● **PASSAGE**

‘Our hospitality must not be taken for granted’
-Energy Dep’t head says
As the country seeks to attract investment, Head of the Department of Energy Dr. Mark Bynoe has said that it must be done in a way that balances the interests of investors and benefits to the citizenry.
“Guyana is seeking to encourage business, not discourage it, but it must be in a balanced manner, where Guyana and Guyanese benefit proportionately, whether it be in the form of local business sector support, project participation, joint ventures or fulfilling of one’s corporate social responsibility,” Bynoe said on Friday. “We are working to ensure that our people benefit, and benefit appropriately from the exploitation of their natural resources. Our hospitality must not be taken for granted,” he added.
He was at the time delivering the keynote address to attendees at a launching event held at the Marriott Hotel to mark the opening of a new branch of Hughes, Fields and Stoby in Houston, United States, where the local law firm hopes to tap opportunities in the oil and gas sector.
Bynoe called on Guyanese to be prepared for the “tectonic shift” in this country’s development trajectory, saying that they must be prepared and well positioned to both contribute to and benefit from it.
Exxon’s find of over 4 billion oil-equivalent barrels in the Stabroek Block, offshore Guyana, will be the main catalyst for the transformation.
Defining government’s role in the new industry, Bynoe said that it wants to see its citizenry thrive and all of its policies and plans will be crafted and executed to ensure that practical approaches are taken in the best interest of its people.
As a result, his department has been given the mandate, albeit in its current infancy, to govern and administer the nation’s upstream and mid-stream oil and gas resources, while simultaneously maintaining stakeholder engagement in the hydrocarbon sector of the economy on a continuous basis.
The direction the department is seeking to pursue, he said, is to follow its mandate even as it focuses on adopting best practices to facilitate the “optimal development of the country’s hydrocarbon resources.”
But he was quick to remind that hydrocarbons are non-renewable resources and therefore Guyana would be focused on transitioning towards much cleaner, more sustainable and secure forms of energy generation, in keeping with the Green State Development Strategy (GSDS).
“Central to this recalibration, will be the governance structure implemented and the conscious effort to continue to promote the GSDS as a vehicle to benefit all of Guyana,” he said.
Immediate and nearterm plans by his department will include a number of strategies, such as “setting the legislative framework in place, inclusive of the completion of rationalisation of the requisite legislation and regulations; completion of the Local Content Policy, the Petroleum Commission Bill, the architecture for the operationalisation of the Natural Resource Fund (NRF), Petroleum Exploration and Production Legislation and Regulations, and Petroleum Taxation and Fiscal Legislation; having a good understanding of top side and sub-surface mineral deposits through having the requisite analyses conducted and databases held; understanding the global trends in markets, technologies and market structures, inclusive of better economic modelling and forecasting and varying and modifying a range of assumptions underpinning these models; and regulating the requirements and conditions of exploitation….”

● **WORK INSTRUCTION**
Render this sentence from the article on Guyana's energy department head in Spanish: "Exxon’s find of over 4 billion oil-equivalent barrels in the Stabroek Block, offshore Guyana, will be the main catalyst for the transformation." The items that come next have nothing to do with the article on Guyana's energy department head.

● **RAW DATA**
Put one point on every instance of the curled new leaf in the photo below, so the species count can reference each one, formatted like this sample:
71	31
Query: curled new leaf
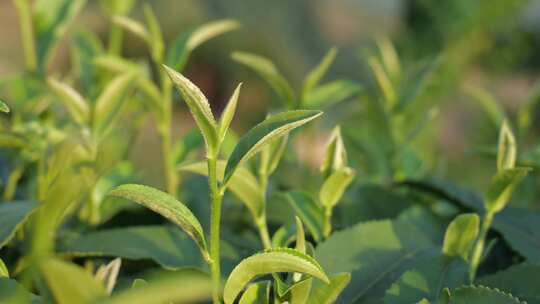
268	71
506	155
199	107
228	114
270	261
271	128
336	155
72	100
167	206
334	187
460	235
501	188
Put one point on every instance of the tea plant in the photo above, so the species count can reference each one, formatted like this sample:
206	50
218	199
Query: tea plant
370	225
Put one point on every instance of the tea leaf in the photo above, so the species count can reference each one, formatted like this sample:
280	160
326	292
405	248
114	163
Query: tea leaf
199	107
481	295
167	206
271	128
334	186
316	75
309	212
71	284
270	261
268	71
242	184
183	287
501	188
256	293
328	293
133	27
107	274
427	280
460	235
228	114
331	93
336	155
13	215
520	280
506	155
76	105
4	107
209	31
155	37
110	101
4	272
271	155
391	247
166	245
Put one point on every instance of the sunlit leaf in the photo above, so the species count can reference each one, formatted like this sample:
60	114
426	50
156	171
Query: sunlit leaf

● **THE COMPLETED TASK**
El hallazgo de Exxon de más de 4 mil millones de barriles de petróleo equivalente en el Bloque Stabroek, frente a las costas de Guyana, será el principal catalizador de la transformación.